Remove the confusing extra word in BN_div

This extra word was allocated so that the fixup portion of quotient
estimation could read from wnump[-2] without checking if div_n > 1. This
was actually subtle because the value it got back was wrong. It just
didn't matter because the loop was a no-op.

As a result of all this, all the indices into snum were off, and the
remainder needed to be shifted down by one word to compensate.

Really, if div_n > 1, we could just call BN_div_word, but the calling
conventions are different enough that it didn't seem worth the effort.

(Data records)
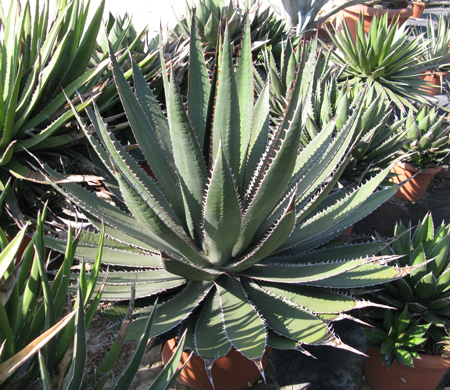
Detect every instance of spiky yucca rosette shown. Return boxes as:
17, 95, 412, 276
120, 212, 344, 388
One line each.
44, 12, 414, 386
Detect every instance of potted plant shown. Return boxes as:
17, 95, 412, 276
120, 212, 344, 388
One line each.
44, 15, 411, 389
337, 0, 413, 42
420, 16, 450, 95
365, 213, 450, 390
391, 106, 450, 202
330, 15, 436, 111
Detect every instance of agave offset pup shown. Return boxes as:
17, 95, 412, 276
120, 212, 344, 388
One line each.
47, 13, 416, 388
372, 213, 450, 357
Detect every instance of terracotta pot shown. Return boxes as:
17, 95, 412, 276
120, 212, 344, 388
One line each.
162, 339, 271, 390
412, 1, 427, 18
336, 1, 413, 42
364, 349, 450, 390
390, 162, 442, 202
419, 72, 446, 95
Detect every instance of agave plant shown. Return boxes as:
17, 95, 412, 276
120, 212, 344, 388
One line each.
255, 37, 334, 120
364, 307, 430, 368
372, 213, 450, 355
404, 106, 450, 168
302, 81, 407, 184
174, 0, 244, 50
0, 0, 159, 225
174, 0, 286, 52
423, 16, 450, 71
279, 0, 364, 36
0, 184, 185, 390
330, 15, 436, 110
47, 12, 416, 386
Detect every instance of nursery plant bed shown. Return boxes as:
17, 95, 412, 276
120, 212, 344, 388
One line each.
354, 166, 450, 237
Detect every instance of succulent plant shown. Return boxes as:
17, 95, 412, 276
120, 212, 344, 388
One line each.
423, 16, 450, 71
174, 0, 245, 51
372, 213, 450, 355
302, 77, 406, 184
0, 0, 158, 225
403, 106, 450, 168
46, 13, 410, 386
330, 15, 436, 110
364, 306, 430, 368
174, 0, 286, 52
256, 38, 406, 184
279, 0, 364, 36
0, 184, 185, 390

(Required tasks)
1 > For each statement below, state whether it agrees with the commit message about BN_div. Answer yes or no, and quote the words of the message that decide it.
(a) The extra word was allocated so that the fixup portion of quotient estimation could read from wnump[-2] without checking whether div_n > 1.
(b) The value read from wnump[-2] was correct.
(c) To compensate for the offset indices, the remainder had to be shifted up by one word.
2 > Continue the commit message about removing the extra word in BN_div, picking up right after its final sentence.

(Results in order)
1 >
(a) Yes: "This extra word was allocated so that the fixup portion of quotient estimation could read from wnump[-2] without checking if div_n > 1."
(b) No: "the value it got back was wrong."
(c) No: "the remainder needed to be shifted down by one word to compensate."

2 >
Bug: 358687140
Change-Id: Id694a33003f51536ee836a5bdb75ff8006b11a51
Reviewed-on: https://boringssl-review.googlesource.com/c/boringssl/+/70179
Reviewed-by: Bob Beck <bbe@google.com>
Commit-Queue: David Benjamin <davidben@google.com>
diff --git a/crypto/fipsmodule/bn/div.c b/crypto/fipsmodule/bn/div.c
index 5d059e5..f1588c1 100644
--- a/crypto/fipsmodule/bn/div.c
+++ b/crypto/fipsmodule/bn/div.c
@@ -215,29 +215,22 @@
   // This ensures, in Knuth's terminology, that v1 >= b/2, needed for the
   // quotient estimation step.
   int norm_shift = BN_BITS2 - (BN_num_bits(divisor) % BN_BITS2);
-  if (!BN_lshift(sdiv, divisor, norm_shift)) {
+  if (!BN_lshift(sdiv, divisor, norm_shift) ||
+      !BN_lshift(snum, numerator, norm_shift)) {
     goto err;
   }
   bn_set_minimal_width(sdiv);
-  sdiv->neg = 0;
-
-  // TODO(crbug.com/358687140): We also shift the numerator up by one extra
-  // word. This was done for convenience so that |wnump[-2]| below always
-  // exists, but makes the offsets confusing. Remove it.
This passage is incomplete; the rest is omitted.